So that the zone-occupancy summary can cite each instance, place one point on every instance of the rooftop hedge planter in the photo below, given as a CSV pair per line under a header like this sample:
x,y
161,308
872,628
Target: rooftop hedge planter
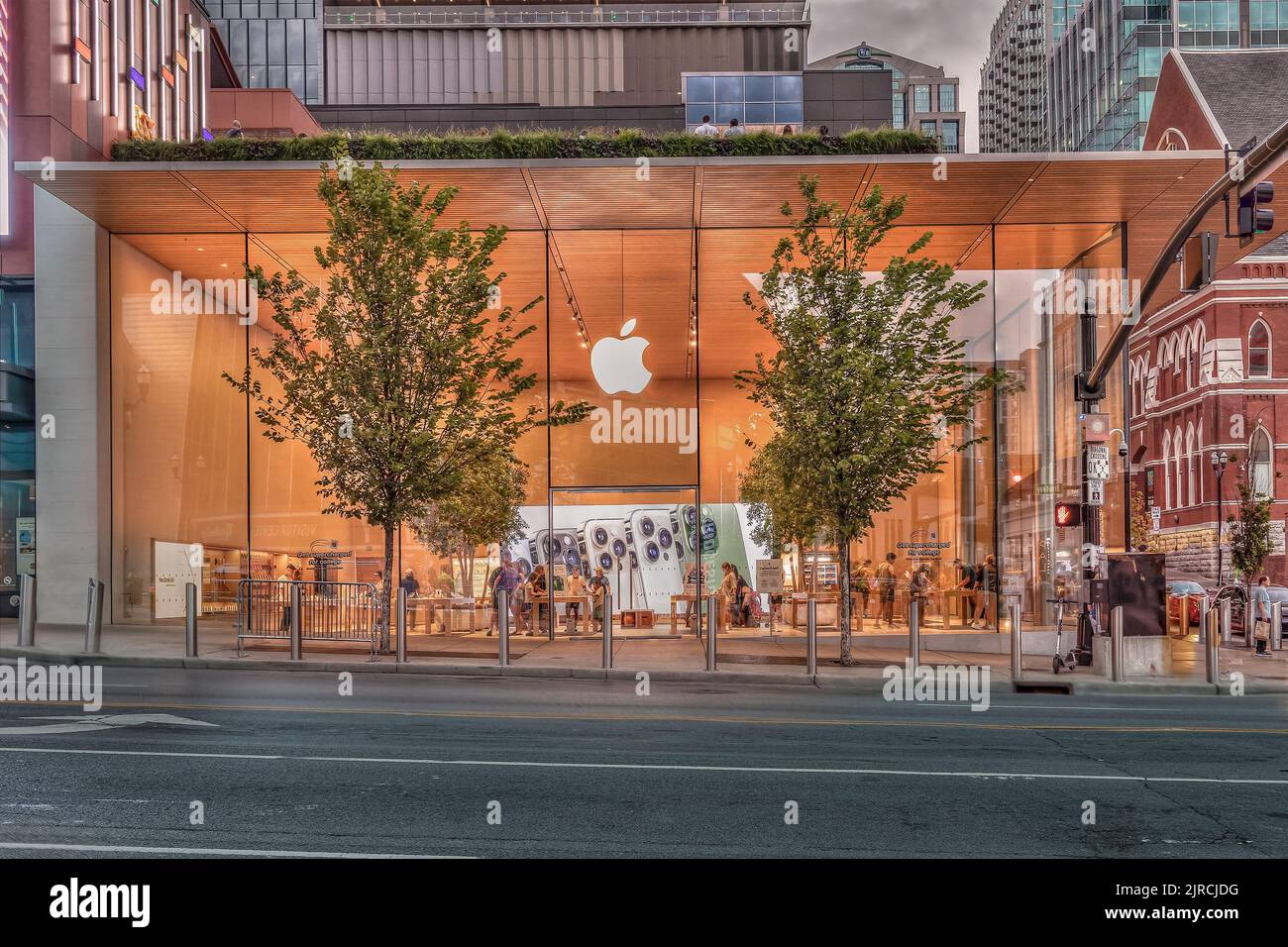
x,y
529,145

-.-.-

_WHAT TO WORK ON:_
Exactly what appears in the records above must be returned, apart from the pictures.

_RESULT BELOW:_
So that the zone-occupancy summary can cite each instance, place one point on every instance of the rooftop hedge planter in the photo below, given as a CSV pair per line under a header like this sample:
x,y
161,308
872,628
Target: rooftop hedge planter
x,y
529,145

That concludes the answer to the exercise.